Il problema:
Riporta tutte le righe qui sotto che contengono la parola "racket".

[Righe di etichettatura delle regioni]
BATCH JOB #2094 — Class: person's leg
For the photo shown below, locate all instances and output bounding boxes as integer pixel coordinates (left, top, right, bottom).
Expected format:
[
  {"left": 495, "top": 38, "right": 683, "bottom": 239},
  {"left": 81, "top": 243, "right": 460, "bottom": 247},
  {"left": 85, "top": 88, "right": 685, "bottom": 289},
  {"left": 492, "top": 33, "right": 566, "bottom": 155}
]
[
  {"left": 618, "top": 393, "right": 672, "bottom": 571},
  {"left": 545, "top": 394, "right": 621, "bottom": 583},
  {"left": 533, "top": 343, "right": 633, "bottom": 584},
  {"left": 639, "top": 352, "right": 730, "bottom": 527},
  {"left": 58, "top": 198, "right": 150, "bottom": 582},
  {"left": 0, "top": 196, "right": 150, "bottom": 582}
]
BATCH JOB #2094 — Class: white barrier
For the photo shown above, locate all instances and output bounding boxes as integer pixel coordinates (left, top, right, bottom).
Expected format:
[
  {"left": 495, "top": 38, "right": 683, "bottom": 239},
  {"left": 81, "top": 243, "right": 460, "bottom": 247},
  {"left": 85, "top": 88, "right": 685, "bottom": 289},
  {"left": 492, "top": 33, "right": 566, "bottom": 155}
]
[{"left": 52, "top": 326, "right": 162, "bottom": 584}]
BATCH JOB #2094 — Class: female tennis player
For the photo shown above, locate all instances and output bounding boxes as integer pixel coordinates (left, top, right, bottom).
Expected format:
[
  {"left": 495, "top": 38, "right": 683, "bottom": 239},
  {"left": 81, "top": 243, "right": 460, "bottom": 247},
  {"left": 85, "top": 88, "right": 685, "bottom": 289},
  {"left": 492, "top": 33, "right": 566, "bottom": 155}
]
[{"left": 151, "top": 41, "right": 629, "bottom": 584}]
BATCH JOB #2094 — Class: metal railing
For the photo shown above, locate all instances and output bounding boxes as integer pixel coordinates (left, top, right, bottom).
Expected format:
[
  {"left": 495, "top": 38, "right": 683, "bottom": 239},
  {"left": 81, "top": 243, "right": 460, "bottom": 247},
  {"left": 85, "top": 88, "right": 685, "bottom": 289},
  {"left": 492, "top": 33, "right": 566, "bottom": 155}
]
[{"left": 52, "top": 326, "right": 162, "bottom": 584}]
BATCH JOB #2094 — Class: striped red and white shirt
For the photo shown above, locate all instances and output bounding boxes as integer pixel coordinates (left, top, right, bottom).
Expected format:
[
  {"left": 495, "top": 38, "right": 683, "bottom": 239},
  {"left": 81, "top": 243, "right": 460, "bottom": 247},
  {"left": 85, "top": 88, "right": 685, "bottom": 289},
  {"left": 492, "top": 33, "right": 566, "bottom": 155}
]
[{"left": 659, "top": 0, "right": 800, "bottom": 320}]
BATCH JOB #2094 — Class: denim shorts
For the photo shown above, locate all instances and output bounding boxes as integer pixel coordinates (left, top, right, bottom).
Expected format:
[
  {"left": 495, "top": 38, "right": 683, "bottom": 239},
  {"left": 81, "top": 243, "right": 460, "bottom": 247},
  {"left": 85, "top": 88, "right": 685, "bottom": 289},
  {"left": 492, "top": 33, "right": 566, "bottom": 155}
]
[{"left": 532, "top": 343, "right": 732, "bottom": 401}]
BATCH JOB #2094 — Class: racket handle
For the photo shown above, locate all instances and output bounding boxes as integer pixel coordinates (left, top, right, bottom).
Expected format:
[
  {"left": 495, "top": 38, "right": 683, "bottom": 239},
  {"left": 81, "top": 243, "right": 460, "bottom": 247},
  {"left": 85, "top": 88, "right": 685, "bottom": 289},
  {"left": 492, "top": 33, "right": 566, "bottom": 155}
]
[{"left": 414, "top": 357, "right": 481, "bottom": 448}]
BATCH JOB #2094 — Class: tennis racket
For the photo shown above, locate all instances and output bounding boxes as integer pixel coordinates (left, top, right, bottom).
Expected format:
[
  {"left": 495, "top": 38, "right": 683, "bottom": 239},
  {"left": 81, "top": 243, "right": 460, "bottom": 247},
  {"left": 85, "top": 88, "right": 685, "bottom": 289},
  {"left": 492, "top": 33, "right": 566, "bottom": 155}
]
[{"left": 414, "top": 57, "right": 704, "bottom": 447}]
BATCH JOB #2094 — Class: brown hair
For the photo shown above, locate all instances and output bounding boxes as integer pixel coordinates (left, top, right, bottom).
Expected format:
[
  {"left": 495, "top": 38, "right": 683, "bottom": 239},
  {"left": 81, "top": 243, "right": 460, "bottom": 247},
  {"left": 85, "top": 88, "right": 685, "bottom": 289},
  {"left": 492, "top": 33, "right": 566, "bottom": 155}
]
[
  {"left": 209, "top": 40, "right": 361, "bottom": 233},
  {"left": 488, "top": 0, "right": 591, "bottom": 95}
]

...

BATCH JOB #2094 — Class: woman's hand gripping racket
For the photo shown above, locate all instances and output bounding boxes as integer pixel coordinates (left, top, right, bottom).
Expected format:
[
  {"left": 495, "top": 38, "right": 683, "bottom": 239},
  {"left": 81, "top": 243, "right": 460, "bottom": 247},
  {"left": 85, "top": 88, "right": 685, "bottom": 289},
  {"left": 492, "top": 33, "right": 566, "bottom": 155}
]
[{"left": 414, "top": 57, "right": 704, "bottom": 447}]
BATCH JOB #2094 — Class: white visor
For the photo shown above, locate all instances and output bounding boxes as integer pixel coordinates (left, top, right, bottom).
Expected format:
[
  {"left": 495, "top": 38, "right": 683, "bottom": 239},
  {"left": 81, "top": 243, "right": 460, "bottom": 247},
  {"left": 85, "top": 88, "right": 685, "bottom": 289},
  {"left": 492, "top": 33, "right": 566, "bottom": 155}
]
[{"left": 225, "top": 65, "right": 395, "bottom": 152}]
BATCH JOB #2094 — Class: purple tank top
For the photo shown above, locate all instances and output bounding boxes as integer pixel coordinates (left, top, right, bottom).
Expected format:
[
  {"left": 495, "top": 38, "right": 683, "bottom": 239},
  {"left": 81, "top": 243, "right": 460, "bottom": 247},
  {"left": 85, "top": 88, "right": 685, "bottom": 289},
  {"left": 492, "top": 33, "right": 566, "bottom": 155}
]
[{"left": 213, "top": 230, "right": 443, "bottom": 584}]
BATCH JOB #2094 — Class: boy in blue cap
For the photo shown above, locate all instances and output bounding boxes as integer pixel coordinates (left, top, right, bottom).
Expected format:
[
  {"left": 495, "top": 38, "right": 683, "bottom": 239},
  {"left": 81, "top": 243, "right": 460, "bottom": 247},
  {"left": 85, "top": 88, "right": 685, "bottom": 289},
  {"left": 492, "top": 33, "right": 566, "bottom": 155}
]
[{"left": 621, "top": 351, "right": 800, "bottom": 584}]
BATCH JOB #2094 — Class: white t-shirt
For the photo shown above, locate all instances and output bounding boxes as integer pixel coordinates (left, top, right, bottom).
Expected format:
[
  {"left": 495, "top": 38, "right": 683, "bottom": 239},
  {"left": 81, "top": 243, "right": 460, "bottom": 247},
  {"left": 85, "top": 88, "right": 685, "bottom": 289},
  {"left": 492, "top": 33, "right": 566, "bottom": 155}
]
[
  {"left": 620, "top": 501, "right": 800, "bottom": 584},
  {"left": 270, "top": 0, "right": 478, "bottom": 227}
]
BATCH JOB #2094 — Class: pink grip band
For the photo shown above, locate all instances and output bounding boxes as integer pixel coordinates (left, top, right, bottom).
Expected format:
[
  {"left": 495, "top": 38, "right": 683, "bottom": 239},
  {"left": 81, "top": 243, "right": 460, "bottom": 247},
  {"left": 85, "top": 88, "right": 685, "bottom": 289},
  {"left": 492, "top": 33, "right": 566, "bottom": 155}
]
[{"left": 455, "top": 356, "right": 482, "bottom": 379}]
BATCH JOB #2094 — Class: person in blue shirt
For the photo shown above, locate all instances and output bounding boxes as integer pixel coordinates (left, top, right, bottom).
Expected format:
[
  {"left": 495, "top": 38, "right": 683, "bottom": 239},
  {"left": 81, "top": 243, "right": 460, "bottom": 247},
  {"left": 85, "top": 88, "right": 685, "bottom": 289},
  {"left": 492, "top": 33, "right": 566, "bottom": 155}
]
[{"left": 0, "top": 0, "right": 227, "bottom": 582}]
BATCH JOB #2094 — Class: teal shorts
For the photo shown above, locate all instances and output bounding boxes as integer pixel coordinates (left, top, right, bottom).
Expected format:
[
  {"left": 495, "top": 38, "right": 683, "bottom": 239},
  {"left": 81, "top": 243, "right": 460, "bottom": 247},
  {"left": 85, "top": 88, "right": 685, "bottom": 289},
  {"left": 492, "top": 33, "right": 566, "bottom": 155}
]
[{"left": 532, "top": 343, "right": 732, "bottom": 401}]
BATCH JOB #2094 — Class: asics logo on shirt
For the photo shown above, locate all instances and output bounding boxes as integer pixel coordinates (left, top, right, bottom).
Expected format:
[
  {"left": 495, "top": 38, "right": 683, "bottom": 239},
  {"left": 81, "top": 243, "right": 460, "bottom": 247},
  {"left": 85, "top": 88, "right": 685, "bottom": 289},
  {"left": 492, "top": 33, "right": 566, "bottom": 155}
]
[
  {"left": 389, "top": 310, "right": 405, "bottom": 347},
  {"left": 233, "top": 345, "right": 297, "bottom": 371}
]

...

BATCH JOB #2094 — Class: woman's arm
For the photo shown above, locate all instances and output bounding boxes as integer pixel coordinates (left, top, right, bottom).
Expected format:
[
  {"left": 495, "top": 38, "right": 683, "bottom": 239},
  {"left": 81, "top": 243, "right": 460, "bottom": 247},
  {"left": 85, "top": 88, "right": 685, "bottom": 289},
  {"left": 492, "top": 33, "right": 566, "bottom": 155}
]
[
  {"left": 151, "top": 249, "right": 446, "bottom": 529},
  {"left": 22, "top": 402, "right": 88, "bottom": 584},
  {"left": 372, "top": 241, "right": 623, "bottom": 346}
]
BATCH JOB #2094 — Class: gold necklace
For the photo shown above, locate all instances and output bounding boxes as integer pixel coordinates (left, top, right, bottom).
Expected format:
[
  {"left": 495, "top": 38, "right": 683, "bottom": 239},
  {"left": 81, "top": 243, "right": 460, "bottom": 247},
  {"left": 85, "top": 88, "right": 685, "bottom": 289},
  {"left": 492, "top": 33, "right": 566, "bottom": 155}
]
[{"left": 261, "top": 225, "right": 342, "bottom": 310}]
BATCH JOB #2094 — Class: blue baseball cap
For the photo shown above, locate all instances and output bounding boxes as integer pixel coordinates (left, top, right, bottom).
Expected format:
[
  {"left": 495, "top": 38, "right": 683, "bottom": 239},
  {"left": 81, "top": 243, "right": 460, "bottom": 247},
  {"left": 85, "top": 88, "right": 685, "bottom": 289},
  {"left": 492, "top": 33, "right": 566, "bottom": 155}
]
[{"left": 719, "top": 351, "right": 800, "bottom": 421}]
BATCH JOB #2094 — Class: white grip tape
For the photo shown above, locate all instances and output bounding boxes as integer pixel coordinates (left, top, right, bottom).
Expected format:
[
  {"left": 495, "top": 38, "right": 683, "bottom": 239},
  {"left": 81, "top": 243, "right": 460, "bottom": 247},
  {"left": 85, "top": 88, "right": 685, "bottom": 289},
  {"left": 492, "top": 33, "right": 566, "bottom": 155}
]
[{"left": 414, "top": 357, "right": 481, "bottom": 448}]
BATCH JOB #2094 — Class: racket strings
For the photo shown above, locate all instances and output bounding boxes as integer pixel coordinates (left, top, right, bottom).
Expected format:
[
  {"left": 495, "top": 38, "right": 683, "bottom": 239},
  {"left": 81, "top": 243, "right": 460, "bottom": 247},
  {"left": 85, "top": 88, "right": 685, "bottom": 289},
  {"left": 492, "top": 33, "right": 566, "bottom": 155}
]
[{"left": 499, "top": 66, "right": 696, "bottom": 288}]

Soluzione:
BATCH JOB #2094 — Class: racket handle
BATCH JOB #2094 — Class: tennis racket
BATCH JOB #2094 — Class: woman's hand gripping racket
BATCH JOB #2094 — Class: racket strings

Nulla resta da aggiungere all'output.